Objective →
Update the option issue excerpt between "The Options were" and "Company and BCP.", inclusive, by replacing "BCP" with "the Underwriter", and write out that passage again.

Excerpt →
--- START ---
The total number of securities issued under Listing Rule 7.1 was 44,236,882 Options.

  • (b) Issue price

The Options were issued for nil cash consideration.

  • (c) Terms of the securities

The Options issued are exercisable at $0.05 on or before 31 December 2020. A summary of the terms of the Options is included at Schedule 1.

  • (d) Name of person to whom securities were issued

The securities were issued to BCP.

(e) The use (or intended use) of the funds raised

No funds were raised from the issue as the purpose of the issue was to partially satisfy underwriting fees pursuant to the underwriting agreement between the Company and BCP.

(f) Voting exclusion statement

A voting exclusion statement in respect of Resolution 1 is included in the Notice.
--- END ---
Stored rows →
--- START ---
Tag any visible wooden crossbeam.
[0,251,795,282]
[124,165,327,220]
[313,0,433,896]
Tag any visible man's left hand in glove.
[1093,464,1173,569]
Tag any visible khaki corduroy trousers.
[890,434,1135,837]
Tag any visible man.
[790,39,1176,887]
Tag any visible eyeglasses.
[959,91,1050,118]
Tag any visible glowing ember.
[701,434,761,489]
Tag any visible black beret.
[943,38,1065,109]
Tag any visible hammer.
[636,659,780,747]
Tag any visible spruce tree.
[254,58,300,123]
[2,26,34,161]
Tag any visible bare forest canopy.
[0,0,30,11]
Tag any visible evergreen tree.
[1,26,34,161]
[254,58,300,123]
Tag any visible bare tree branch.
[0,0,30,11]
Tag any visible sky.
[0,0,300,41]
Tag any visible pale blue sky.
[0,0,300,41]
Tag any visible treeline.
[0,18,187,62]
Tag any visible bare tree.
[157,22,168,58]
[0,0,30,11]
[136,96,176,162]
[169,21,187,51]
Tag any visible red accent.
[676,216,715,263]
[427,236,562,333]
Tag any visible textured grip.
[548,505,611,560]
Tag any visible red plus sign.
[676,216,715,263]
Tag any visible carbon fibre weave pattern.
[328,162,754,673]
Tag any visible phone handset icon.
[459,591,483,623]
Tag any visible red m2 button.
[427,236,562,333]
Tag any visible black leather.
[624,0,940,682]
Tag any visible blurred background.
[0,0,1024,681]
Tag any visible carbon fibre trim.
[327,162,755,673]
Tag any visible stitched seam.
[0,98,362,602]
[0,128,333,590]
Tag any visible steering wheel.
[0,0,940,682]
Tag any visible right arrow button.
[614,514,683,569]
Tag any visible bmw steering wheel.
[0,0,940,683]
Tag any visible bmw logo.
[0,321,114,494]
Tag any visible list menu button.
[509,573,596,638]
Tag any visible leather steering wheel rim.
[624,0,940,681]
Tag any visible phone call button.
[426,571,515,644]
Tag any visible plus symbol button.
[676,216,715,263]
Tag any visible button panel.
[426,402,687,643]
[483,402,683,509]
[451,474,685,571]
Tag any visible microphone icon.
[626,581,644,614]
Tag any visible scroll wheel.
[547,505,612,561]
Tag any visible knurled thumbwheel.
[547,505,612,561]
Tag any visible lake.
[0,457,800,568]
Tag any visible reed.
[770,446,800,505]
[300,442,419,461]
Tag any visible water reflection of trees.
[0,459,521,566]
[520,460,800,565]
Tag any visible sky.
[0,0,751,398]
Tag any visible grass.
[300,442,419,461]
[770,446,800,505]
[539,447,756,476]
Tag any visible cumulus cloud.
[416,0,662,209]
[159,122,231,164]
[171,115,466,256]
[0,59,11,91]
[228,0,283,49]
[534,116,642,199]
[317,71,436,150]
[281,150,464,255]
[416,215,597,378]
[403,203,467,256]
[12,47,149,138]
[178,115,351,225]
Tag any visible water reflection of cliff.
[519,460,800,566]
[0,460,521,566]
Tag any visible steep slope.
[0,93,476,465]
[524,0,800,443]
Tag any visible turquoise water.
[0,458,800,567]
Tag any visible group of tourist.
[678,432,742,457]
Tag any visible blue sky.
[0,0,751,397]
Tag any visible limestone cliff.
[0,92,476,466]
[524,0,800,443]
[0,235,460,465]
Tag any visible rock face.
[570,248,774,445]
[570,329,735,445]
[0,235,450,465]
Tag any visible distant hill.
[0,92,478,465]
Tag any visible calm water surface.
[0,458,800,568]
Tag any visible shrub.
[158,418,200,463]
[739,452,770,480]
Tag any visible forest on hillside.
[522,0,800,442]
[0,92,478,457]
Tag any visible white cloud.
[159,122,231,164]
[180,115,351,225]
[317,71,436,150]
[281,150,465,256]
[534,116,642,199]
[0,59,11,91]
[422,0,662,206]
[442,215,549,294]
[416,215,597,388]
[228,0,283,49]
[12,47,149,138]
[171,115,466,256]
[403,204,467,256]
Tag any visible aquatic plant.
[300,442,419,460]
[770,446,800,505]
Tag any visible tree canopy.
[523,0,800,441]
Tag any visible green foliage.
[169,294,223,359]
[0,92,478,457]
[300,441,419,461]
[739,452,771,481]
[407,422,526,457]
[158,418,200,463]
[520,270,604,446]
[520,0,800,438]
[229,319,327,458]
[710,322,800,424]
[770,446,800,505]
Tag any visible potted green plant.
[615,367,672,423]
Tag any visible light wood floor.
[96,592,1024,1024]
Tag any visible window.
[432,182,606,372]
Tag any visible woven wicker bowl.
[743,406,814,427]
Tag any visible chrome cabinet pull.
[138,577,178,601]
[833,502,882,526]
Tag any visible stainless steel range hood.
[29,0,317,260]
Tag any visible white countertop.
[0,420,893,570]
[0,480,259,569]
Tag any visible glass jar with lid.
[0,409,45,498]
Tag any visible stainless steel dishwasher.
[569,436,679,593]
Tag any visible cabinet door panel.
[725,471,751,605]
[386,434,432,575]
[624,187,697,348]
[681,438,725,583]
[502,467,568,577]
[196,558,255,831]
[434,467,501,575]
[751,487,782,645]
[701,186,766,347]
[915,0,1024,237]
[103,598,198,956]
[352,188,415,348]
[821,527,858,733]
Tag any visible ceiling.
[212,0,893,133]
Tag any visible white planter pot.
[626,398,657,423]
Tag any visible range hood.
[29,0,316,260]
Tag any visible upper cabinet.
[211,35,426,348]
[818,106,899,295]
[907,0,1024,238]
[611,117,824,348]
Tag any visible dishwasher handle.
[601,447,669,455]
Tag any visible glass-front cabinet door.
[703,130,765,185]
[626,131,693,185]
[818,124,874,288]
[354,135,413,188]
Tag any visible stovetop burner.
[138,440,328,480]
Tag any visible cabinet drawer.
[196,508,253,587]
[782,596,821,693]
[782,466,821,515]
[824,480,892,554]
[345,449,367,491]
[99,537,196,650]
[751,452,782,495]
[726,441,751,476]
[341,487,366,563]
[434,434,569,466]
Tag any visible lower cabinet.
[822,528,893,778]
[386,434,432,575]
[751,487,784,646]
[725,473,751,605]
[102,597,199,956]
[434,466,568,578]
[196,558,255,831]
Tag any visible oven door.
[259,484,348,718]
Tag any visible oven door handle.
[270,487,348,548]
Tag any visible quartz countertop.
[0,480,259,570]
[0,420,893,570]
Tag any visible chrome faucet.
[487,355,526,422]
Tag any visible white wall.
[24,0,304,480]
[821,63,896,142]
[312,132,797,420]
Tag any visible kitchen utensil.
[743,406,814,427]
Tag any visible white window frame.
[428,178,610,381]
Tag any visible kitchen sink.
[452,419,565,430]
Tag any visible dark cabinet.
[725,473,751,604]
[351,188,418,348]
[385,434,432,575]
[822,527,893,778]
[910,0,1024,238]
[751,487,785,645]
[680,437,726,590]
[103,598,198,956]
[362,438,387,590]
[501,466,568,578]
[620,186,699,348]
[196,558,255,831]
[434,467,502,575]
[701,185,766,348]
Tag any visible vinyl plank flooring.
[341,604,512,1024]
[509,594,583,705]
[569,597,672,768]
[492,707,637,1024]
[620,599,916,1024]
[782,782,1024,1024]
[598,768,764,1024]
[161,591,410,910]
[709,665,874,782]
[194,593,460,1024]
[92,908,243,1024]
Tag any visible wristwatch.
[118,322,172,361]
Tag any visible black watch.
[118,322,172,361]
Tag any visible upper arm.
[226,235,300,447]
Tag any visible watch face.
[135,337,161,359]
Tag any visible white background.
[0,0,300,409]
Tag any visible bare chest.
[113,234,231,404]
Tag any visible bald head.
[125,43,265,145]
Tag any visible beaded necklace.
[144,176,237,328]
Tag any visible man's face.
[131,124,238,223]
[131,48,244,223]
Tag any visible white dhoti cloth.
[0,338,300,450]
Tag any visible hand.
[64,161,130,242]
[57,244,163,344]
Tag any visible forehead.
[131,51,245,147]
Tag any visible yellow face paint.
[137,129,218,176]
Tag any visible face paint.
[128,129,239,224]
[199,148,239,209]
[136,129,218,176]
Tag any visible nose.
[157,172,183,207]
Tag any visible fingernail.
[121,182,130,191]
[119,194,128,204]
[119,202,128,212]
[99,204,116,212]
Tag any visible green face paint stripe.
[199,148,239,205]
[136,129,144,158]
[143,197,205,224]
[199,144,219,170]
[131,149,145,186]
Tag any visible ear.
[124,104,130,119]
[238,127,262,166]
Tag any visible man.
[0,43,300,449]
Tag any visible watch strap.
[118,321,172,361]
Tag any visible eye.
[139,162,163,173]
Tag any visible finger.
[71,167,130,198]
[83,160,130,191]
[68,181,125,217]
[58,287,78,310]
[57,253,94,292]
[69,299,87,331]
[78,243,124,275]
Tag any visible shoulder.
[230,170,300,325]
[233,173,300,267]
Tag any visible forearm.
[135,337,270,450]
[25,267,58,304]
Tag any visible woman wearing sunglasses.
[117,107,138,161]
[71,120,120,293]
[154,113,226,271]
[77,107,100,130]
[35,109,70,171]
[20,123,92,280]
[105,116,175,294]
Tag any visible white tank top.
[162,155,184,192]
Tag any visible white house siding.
--- END ---
Complete answer →
The Options were issued for nil cash consideration.

  • (c) Terms of the securities

The Options issued are exercisable at $0.05 on or before 31 December 2020. A summary of the terms of the Options is included at Schedule 1.

  • (d) Name of person to whom securities were issued

The securities were issued to the Underwriter.

(e) The use (or intended use) of the funds raised

No funds were raised from the issue as the purpose of the issue was to partially satisfy underwriting fees pursuant to the underwriting agreement between the Company and the Underwriter.